• **Task to carry out**
From the post about redoing fortune.pl in Python, echo back the passage between "Adelein and Jeremy" and "(JH)> of FORTUNES_FILE.", inclusive, word for word.

[[ Text provided, beginning ]]

ESR's fortune.pl redone in python - request for critique

Peter Otten __peter__ at web.de
Wed Mar 31 08:04:52 EST 2004


Adelein and Jeremy wrote:

> (JH)> Using the same variable name with only difference in
> (JH)> capitalization I consider very bad taste. I would suggest using
> (JH)> for instance the variable name 'default_fortunes_file' instead
> (JH)> of FORTUNES_FILE.
> 
> I am inclined to agree with you in general, but as I am in the habit
> of treating my default values as constants (all-caps), I have also
> developed the habit of naming their variable counterparts with the
> same words, but lowercase. My rationale was that the two names
> represent exactly the same idea, but in different circumstances. I am
> of the opinion that even better than this, and better than your
> suggested change, is to just use the same identifier to begin with.

I'm with you here.

> 
>> > fp_entry = [0]
>> 
> (JH)> You probably want to start with an *empty* list, not a list
> (JH)> with '0' as the first element, i.e.
> (JH)>
> (JH)> fp_entry = []
> 
> In fact, I did intend to have 0 as the first element. My thinking is
> thus: the first entry in the fortunes file is not preceded by a '%',
> and therefore will not be found by the code that follows unless I
> include 0 as one of the possible fp values. I do not know perl, and
> am not an experienced programmer, so in thinking that this was the
> reason for ESR's similar use, I may be proceeding from a position of
> ignorance.
 
I think you're right again.

[[ Text provided, end ]]
[[ Recorded data, beginning ]]

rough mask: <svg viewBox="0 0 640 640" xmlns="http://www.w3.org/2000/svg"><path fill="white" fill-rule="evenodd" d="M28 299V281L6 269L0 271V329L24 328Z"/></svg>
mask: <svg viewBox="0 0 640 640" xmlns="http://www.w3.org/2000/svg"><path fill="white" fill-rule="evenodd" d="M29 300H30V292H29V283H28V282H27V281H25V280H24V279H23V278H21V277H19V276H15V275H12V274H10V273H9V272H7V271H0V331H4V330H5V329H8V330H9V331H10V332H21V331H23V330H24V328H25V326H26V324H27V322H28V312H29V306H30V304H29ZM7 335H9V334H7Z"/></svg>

[[ Recorded data, end ]]

• **Response**
Adelein and Jeremy wrote:

> (JH)> Using the same variable name with only difference in
> (JH)> capitalization I consider very bad taste. I would suggest using
> (JH)> for instance the variable name 'default_fortunes_file' instead
> (JH)> of FORTUNES_FILE.